◆ **Prompt**
Rewrite the listing below with each occurrence of "object detector" replaced by "object locator". Leave everything else unchanged.

"""

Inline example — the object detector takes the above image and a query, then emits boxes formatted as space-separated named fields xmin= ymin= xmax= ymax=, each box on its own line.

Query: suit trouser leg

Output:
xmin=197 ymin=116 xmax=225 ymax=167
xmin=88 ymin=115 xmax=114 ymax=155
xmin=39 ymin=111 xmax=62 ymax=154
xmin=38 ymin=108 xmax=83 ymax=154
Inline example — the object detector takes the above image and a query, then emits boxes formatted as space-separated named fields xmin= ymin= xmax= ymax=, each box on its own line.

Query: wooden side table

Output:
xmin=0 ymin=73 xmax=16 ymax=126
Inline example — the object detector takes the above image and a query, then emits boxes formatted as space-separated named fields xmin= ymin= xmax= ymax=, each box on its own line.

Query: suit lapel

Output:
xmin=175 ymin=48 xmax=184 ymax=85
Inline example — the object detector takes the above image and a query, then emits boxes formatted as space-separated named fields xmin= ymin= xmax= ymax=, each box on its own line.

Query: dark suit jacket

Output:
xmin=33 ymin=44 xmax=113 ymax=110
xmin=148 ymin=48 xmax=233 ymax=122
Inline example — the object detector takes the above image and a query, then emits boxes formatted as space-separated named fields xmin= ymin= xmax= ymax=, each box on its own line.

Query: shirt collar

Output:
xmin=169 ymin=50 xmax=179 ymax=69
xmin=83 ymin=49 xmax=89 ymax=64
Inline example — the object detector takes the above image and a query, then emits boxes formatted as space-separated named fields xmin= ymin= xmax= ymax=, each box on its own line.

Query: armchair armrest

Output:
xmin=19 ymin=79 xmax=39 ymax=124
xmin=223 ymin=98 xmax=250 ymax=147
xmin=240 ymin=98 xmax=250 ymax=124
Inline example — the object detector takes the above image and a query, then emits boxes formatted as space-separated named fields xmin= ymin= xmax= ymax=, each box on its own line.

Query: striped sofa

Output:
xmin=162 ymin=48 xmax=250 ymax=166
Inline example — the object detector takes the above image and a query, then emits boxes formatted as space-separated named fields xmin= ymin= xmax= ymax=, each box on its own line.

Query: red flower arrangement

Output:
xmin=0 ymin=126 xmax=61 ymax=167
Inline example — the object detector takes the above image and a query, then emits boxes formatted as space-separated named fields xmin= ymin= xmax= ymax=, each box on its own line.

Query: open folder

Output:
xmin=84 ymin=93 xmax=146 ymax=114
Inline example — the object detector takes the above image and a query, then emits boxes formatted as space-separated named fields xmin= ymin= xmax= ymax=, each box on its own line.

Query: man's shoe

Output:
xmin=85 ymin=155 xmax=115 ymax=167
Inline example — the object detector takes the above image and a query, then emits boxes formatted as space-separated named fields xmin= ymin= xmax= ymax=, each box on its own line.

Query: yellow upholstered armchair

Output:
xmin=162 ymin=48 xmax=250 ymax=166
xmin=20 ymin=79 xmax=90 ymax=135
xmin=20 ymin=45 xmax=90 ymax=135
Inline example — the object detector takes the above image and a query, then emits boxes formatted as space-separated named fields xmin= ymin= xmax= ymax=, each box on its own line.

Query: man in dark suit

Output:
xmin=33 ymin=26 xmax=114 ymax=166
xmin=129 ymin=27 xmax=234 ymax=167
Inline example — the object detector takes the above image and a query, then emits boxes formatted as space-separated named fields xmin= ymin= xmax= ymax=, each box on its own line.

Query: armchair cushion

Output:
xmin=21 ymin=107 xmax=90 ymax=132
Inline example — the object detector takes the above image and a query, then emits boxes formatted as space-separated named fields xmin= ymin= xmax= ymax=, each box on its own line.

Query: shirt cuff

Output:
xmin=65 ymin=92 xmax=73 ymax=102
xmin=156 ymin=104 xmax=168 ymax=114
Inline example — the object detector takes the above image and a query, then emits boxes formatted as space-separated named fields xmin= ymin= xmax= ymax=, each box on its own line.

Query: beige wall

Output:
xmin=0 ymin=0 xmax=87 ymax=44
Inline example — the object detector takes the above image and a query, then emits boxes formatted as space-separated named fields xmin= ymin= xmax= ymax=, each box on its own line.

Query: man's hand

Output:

"""

◆ **Full output**
Inline example — the object locator takes the above image and a query, then emits boxes formatted as space-separated named fields xmin= ymin= xmax= ymax=, each box on its own line.

Query: suit trouser leg

Output:
xmin=197 ymin=116 xmax=225 ymax=167
xmin=88 ymin=115 xmax=114 ymax=155
xmin=39 ymin=111 xmax=62 ymax=154
xmin=38 ymin=108 xmax=83 ymax=154
Inline example — the object locator takes the above image and a query, then emits boxes formatted as space-separated named fields xmin= ymin= xmax= ymax=, each box on its own line.

Query: wooden side table

Output:
xmin=0 ymin=73 xmax=16 ymax=126
Inline example — the object locator takes the above image and a query, then emits boxes formatted as space-separated named fields xmin= ymin= xmax= ymax=, each box on its own line.

Query: suit lapel

Output:
xmin=175 ymin=48 xmax=184 ymax=85
Inline example — the object locator takes the above image and a query, then emits boxes formatted as space-separated named fields xmin= ymin= xmax= ymax=, each box on its own line.

Query: dark suit jacket

Output:
xmin=33 ymin=44 xmax=113 ymax=110
xmin=148 ymin=48 xmax=233 ymax=122
Inline example — the object locator takes the above image and a query, then emits boxes formatted as space-separated named fields xmin= ymin= xmax= ymax=, each box on its own line.

Query: shirt collar

Output:
xmin=169 ymin=50 xmax=179 ymax=69
xmin=83 ymin=49 xmax=89 ymax=64
Inline example — the object locator takes the above image and a query, then emits boxes formatted as space-separated named fields xmin= ymin= xmax= ymax=, each box on its own line.

Query: armchair armrest

Output:
xmin=19 ymin=79 xmax=39 ymax=124
xmin=223 ymin=98 xmax=250 ymax=147
xmin=240 ymin=98 xmax=250 ymax=124
Inline example — the object locator takes the above image and a query, then emits boxes formatted as space-separated named fields xmin= ymin= xmax= ymax=, each box on its own line.

Query: striped sofa

Output:
xmin=162 ymin=48 xmax=250 ymax=166
Inline example — the object locator takes the above image and a query, then emits boxes formatted as space-separated named fields xmin= ymin= xmax= ymax=, each box on its own line.

Query: red flower arrangement

Output:
xmin=0 ymin=126 xmax=61 ymax=167
Inline example — the object locator takes the above image and a query, then emits boxes formatted as space-separated named fields xmin= ymin= xmax= ymax=, each box on its own line.

Query: open folder

Output:
xmin=84 ymin=93 xmax=146 ymax=114
Inline example — the object locator takes the above image and a query, then emits boxes formatted as space-separated named fields xmin= ymin= xmax= ymax=, each box on its own line.

Query: man's shoe

Output:
xmin=85 ymin=155 xmax=115 ymax=167
Inline example — the object locator takes the above image and a query, then emits boxes formatted as space-separated named fields xmin= ymin= xmax= ymax=, each box on its own line.

Query: yellow upholstered armchair

Output:
xmin=162 ymin=48 xmax=250 ymax=166
xmin=20 ymin=79 xmax=90 ymax=135
xmin=20 ymin=45 xmax=90 ymax=135
Inline example — the object locator takes the above image and a query, then emits boxes formatted as space-separated named fields xmin= ymin= xmax= ymax=, each box on its own line.

Query: man in dark suit

Output:
xmin=33 ymin=26 xmax=114 ymax=166
xmin=129 ymin=27 xmax=234 ymax=167
Inline example — the object locator takes the above image and a query, then emits boxes formatted as space-separated named fields xmin= ymin= xmax= ymax=, each box on its own line.

Query: armchair cushion

Output:
xmin=21 ymin=107 xmax=90 ymax=132
Inline example — the object locator takes the above image and a query, then emits boxes formatted as space-separated named fields xmin= ymin= xmax= ymax=, each box on its own line.

Query: shirt cuff

Output:
xmin=65 ymin=92 xmax=73 ymax=102
xmin=156 ymin=104 xmax=168 ymax=114
Inline example — the object locator takes the above image and a query, then emits boxes formatted as space-separated named fields xmin= ymin= xmax= ymax=, each box on its own line.

Query: beige wall

Output:
xmin=0 ymin=0 xmax=87 ymax=44
Inline example — the object locator takes the above image and a query, then emits boxes formatted as space-separated named fields xmin= ymin= xmax= ymax=, each box on its own line.

Query: man's hand

Output:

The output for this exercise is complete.